> What to do
**A)** What is the title of Palmer's latest novel, according to the Urbis Morpheos review?
**B)** Translate this sentence from the Urbis Morpheos review into Spanish: "After finishing and really enjoying Palmer’s latest novel, Hairy London, I thought I’d give his previous book, Urbis Morpheos, another try."

Stephen Palmer: Urbis Morpheos

Fungal dreams and nightmares.

Cover of Urbis Morpheos by Stephen Palmer

After finishing and really enjoying Palmer’s latest novel, Hairy London, I thought I’d give his previous book, Urbis Morpheos, another try.

I’d made several prior attempts at this far-future tale of environmental conflict, but each time I’d scaled the foothills of the first few chapters only to decide that it was confusing – clever – but confusing, and deserved to be considered when I was more awake. Or more intelligent.

Some time far in the future (if the jacket suggests a million years then the text never mentions it, and that seems a foolishly long anyway) a prisoner escapes from her imprisonment and returns to her home through a nightmarish and vastly changed Terran landscape. She then goes on a quest, possibly two quests, to understand and repair the ecological horrors that imperil the Earth and reconcile the conflict that endangers it.

Recorded data:

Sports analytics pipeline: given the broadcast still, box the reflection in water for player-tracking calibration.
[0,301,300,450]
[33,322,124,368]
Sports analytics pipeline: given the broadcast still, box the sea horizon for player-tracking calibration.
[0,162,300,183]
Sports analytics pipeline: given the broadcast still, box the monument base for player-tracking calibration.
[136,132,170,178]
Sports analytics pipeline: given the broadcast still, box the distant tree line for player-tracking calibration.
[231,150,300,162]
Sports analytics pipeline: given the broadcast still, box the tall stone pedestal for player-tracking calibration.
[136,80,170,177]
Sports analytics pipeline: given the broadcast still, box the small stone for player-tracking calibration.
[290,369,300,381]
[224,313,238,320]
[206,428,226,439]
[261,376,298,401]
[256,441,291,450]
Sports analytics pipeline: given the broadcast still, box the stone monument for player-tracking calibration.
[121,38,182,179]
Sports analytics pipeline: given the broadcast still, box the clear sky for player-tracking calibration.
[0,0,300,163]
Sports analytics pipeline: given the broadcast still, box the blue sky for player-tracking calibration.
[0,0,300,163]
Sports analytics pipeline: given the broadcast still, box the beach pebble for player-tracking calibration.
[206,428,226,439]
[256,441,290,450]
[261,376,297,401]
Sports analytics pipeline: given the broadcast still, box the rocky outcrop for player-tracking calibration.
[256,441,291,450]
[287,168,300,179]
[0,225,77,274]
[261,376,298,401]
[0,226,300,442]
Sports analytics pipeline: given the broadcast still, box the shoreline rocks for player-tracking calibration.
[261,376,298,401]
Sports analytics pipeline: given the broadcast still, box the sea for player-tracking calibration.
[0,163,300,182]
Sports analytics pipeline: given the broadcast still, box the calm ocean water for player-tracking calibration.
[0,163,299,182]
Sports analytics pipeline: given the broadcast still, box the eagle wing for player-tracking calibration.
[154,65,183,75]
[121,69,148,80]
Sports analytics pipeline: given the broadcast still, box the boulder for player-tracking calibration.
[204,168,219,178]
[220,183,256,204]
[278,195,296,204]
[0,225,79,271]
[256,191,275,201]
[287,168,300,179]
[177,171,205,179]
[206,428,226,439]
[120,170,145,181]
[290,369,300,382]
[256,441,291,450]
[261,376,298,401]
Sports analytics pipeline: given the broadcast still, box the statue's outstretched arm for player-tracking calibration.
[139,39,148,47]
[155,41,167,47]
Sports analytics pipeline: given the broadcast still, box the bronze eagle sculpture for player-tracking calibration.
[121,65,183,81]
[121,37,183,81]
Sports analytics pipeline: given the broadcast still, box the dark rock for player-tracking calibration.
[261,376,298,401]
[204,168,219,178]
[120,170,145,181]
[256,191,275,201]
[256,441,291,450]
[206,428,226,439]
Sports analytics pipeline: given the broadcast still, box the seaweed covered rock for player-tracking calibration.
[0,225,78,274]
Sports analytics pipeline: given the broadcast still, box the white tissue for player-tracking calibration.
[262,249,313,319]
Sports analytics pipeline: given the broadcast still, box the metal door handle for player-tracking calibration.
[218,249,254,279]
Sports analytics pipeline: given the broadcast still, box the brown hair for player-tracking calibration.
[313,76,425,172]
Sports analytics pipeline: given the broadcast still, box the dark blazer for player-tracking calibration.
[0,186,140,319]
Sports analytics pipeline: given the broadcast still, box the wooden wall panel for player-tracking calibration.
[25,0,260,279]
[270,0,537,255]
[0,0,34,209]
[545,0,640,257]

> Responses in order
**A)** Hairy London

**B)** Después de terminar y disfrutar mucho la última novela de Palmer, Hairy London, pensé en darle otra oportunidad a su libro anterior, Urbis Morpheos.